Start of Passage given

Default credentials: `admin/admin`.

## Integrate exporter with existing Grafana and Prometheus

Use this option if Grafana and Prometheus are already deployed in your environment.

Only the exporter (and optionally quota-export) must be deployed.

**Before you begin**

Ensure:

* Prometheus is operational
* Grafana is operational
* Exporter host can reach:
  * WEKA cluster API
  * Prometheus server
* Port 8001 (exporter) is available
* Authentication token exists (`~/.weka/`)

**Procedure**

1. **Obtain dashboard files from the WEKAmon package:** `weka-mon/var_lib_grafana/dashboards`.
2. **Import dashboards into Grafana:**
   1. Open Grafana UI.
   2. Navigate to **Dashboards > Import**.
   3. Upload JSON files.

End of Passage given
Start of Information provided

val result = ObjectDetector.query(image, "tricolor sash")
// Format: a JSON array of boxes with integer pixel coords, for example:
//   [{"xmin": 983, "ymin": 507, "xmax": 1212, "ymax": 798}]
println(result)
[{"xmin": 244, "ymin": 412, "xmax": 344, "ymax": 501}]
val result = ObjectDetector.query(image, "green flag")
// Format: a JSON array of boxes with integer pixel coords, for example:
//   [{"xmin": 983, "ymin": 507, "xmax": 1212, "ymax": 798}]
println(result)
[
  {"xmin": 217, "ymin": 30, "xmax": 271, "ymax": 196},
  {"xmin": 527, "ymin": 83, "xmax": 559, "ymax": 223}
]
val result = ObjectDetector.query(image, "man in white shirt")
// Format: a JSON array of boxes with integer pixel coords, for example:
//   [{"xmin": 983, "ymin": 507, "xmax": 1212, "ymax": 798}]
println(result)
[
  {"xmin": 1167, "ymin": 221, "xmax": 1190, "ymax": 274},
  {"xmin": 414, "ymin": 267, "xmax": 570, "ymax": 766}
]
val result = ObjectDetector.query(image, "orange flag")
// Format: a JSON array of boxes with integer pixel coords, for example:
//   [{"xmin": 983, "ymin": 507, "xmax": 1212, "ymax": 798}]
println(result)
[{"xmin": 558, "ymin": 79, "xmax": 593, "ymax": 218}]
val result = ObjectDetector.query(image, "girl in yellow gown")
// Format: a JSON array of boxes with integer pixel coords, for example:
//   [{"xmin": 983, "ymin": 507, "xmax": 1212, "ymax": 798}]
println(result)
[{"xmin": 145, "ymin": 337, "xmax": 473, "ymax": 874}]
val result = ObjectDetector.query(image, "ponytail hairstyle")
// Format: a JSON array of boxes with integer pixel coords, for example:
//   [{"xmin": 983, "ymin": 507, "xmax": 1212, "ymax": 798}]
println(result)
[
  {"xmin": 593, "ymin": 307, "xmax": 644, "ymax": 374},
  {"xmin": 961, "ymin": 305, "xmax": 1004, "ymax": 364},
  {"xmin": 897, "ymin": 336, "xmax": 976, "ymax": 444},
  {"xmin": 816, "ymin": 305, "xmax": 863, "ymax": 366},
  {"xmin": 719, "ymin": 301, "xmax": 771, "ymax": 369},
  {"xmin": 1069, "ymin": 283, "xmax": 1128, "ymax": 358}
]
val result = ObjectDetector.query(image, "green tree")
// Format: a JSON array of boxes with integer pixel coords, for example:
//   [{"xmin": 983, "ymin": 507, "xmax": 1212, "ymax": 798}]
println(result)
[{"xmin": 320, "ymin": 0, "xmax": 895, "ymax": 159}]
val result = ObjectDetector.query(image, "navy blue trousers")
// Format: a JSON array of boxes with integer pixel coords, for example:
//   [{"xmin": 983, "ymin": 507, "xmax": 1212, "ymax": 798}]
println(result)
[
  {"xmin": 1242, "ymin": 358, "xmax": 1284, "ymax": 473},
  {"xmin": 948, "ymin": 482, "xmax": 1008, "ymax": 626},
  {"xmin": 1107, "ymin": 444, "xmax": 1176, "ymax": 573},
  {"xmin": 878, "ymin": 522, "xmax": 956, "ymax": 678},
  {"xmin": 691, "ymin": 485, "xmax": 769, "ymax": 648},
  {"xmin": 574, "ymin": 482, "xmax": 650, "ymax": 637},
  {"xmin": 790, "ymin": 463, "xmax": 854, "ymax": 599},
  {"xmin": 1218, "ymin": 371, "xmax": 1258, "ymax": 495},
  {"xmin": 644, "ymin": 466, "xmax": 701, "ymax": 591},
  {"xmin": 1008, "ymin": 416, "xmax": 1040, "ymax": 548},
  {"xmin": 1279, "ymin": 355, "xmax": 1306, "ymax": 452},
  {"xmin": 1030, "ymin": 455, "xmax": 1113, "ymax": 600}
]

End of Information provided

- Objective 1 -
According to the exporter guide, which port must be available for the exporter?
- Objective 2 -
Take the exporter guide further, starting right after its last step.
The items above are separate material and have no connection to the exporter guide.

- Task answer 1 -
Port 8001.

- Task answer 2 -
   4. Select the existing Prometheus data source. (For details, see [Import Dashboard](https://grafana.com/docs/grafana/v9.0/dashboards/export-import/#importing-a-dashboard) in the Grafana documentation.)
3. **Configure exporter files:** Edit the `export.yml` file and `quota-export.yaml` file (if monitoring filesystem quota).
   * Cluster API endpoints.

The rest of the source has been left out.